## REQUIRED TASK
Render every line of the data below as a Markdown table with the columns "Row" and "Line", numbering the rows and skipping blank lines. Omit the pictures from the table.

— Start DATA TO USE —

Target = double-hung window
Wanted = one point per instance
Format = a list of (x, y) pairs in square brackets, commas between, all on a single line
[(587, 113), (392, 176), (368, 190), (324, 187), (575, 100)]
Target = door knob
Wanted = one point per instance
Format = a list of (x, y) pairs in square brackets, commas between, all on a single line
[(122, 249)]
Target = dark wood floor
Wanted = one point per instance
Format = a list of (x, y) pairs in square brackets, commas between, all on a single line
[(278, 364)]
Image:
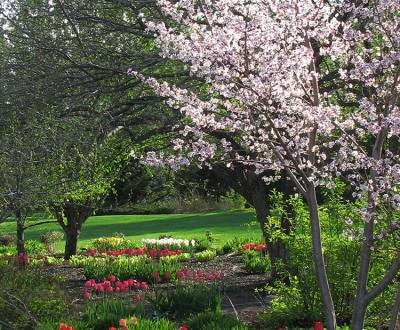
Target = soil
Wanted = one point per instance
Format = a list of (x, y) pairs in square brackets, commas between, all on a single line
[(240, 298)]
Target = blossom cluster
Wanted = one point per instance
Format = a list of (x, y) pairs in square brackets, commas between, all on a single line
[(169, 241)]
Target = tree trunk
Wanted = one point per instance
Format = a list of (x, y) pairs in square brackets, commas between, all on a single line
[(76, 215), (395, 311), (276, 248), (20, 233), (71, 242), (320, 268)]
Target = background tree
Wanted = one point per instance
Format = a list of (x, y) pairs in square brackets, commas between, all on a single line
[(270, 68)]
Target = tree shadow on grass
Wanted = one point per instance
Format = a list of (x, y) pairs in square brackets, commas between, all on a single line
[(185, 223)]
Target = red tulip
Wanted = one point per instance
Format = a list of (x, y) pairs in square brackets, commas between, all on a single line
[(318, 326), (167, 275)]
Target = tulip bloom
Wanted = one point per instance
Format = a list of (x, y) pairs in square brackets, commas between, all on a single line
[(318, 326)]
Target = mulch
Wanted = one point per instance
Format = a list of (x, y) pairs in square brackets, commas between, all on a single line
[(240, 299)]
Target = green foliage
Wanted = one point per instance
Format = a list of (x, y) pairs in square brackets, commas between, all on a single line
[(288, 308), (254, 263), (202, 245), (298, 303), (209, 320), (49, 239), (7, 240), (106, 312), (188, 298), (111, 243), (8, 250), (30, 296), (139, 267), (206, 255), (235, 245), (34, 248)]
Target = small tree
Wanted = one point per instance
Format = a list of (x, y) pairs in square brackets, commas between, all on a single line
[(311, 87), (85, 171)]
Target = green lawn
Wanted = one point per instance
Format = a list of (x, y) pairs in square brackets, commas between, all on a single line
[(224, 225)]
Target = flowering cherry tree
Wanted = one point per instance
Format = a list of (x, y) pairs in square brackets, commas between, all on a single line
[(308, 87)]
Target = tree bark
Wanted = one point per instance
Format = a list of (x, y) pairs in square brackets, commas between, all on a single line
[(322, 278), (76, 215), (20, 232), (395, 311)]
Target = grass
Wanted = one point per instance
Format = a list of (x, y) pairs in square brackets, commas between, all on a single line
[(224, 225)]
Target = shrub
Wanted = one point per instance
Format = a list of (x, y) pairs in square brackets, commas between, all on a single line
[(214, 321), (299, 303), (140, 268), (254, 263), (50, 238), (8, 250), (206, 255), (110, 243), (30, 296), (7, 239), (188, 298), (106, 312), (202, 245)]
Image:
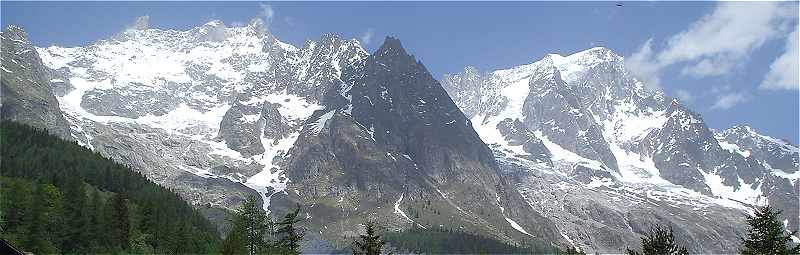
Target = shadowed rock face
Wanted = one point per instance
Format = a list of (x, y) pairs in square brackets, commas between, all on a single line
[(26, 94), (623, 157), (553, 107), (390, 138)]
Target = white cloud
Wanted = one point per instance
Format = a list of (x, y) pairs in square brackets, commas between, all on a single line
[(683, 95), (714, 44), (783, 72), (141, 23), (643, 67), (266, 12), (366, 37), (727, 101)]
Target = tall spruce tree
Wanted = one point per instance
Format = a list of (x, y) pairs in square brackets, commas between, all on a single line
[(370, 243), (249, 231), (75, 237), (119, 223), (660, 240), (766, 235), (290, 237)]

— End DATA TO USE —

## FINAL RESULT
| Row | Line |
|---|---|
| 1 | Target = double-hung window |
| 2 | Wanted = one point per instance |
| 3 | Format = a list of (x, y) pairs in square brackets, commas between, all on a single line |
| 4 | [(587, 113), (392, 176), (368, 190), (324, 187), (575, 100)] |
| 5 | Target = door knob |
| 6 | Wanted = one point per instance |
| 7 | Format = a list of (x, y) pairs in square brackets, commas between, all on a single line |
| 8 | [(122, 249)] |
| 9 | Target = dark wood floor |
| 10 | Wanted = one point per instance |
| 11 | Format = a list of (x, y) pairs in square brackets, commas between, all on a single line |
| 12 | [(278, 364)] |
| 13 | Image: |
| 14 | Target = soil |
| 15 | Wanted = one point per instance |
| 16 | Format = a list of (x, y) pairs in square brackets, commas between, all on a single line |
| 17 | [(240, 298)] |
| 18 | Target = blossom cluster |
| 19 | Wanted = one point per instance |
| 20 | Format = a list of (x, y) pairs in square brackets, commas between, all on a single line |
| 21 | [(169, 241)] |
| 22 | Target = tree trunk |
| 23 | Wanted = one point per instance |
| 24 | Format = a list of (x, y) pairs in square brackets, commas between, all on a single line |
| 25 | [(76, 215), (395, 311), (276, 248), (20, 233), (71, 242), (320, 268)] |
| 26 | Target = background tree |
| 27 | Wanted = one point per instance |
| 28 | Format = a list of (x, y) pairs in square brackets, commas between, all on a single line |
| 29 | [(270, 68)] |
| 30 | Target = tree shadow on grass |
| 31 | Wanted = one point per instance |
| 32 | Format = a list of (x, y) pairs in square brackets, commas between, all on a single line |
| 33 | [(185, 223)] |
| 34 | Target = red tulip |
| 35 | Wanted = one point per instance |
| 36 | Format = a list of (x, y) pairs in square brackets, commas between, all on a single line |
| 37 | [(318, 326), (167, 275)] |
| 38 | Target = tulip bloom |
| 39 | Wanted = one point per instance |
| 40 | Format = a list of (x, y) pairs in square brackets, commas between, all on a single line |
| 41 | [(318, 326)] |
| 42 | Target = mulch |
| 43 | Wanted = one point per instance |
| 44 | Format = a list of (x, y) pairs in square brackets, commas between, all on a single line |
| 45 | [(240, 299)] |
| 46 | Target = green foliage |
| 47 | Wanted = one point per instance |
| 48 | Format = a list of (x, y) pairs in square brackets, commas between, all on a single line |
| 49 | [(288, 308), (254, 263), (202, 245), (298, 303), (209, 320), (49, 239), (7, 240), (106, 312), (188, 298), (111, 243), (8, 250), (30, 296), (139, 267), (206, 255), (235, 245), (34, 248)] |
| 50 | Target = small tree |
| 51 | Wanted = one point per instance |
| 52 | Format = a list of (x, y) pairs in square brackets, commas between, all on a single line |
| 53 | [(311, 87), (85, 171)] |
| 54 | Target = green lawn |
| 55 | Wanted = one point per instance |
| 56 | Format = a list of (x, y) pairs in square brackets, commas between, all on a single line |
| 57 | [(224, 225)] |
| 58 | Target = flowering cherry tree |
| 59 | Wanted = one point per instance |
| 60 | Format = a list of (x, y) pairs in square brackets, commas between, all on a single line |
| 61 | [(308, 87)] |
| 62 | Target = tree bark |
| 63 | Wanted = one point per instance |
| 64 | Format = a list of (x, y) pairs in square brackets, commas between, all on a single line |
| 65 | [(322, 278), (76, 215), (20, 232), (395, 311)] |
| 66 | Target = grass |
| 67 | Wanted = one point per instance |
| 68 | Format = a list of (x, y) pairs in square brackets, commas between, all on a single line |
| 69 | [(224, 225)] |
| 70 | Target = shrub |
| 71 | Wanted = one point per instance |
| 72 | Format = a list of (x, y) pairs in square brackets, commas between, all on a single line |
| 73 | [(214, 321), (299, 303), (140, 268), (254, 263), (50, 238), (8, 250), (206, 255), (110, 243), (30, 296), (7, 239), (188, 298), (106, 312), (202, 245)] |
| 74 | Image: |
| 75 | Target = shadowed rock face |
| 76 | Wanted = one point per instance |
| 77 | Format = a list of (x, y) pairs in square brackets, commas between, all on a single line |
| 78 | [(26, 94), (623, 157), (553, 107), (390, 138)] |
| 79 | Target = white cloud |
| 80 | Wanted = one point per instance |
| 81 | Format = a list of (x, y) pairs in square brackets, commas between, all on a single line |
| 82 | [(683, 95), (714, 44), (783, 72), (141, 23), (643, 67), (266, 12), (366, 37), (727, 101)] |
| 83 | Target = tall spruce tree |
| 84 | Wanted = one point per instance |
| 85 | Format = a list of (x, y) pairs in square brackets, commas between, all on a single line |
| 86 | [(370, 243), (249, 231), (75, 237), (119, 223), (660, 240), (766, 235), (290, 237)] |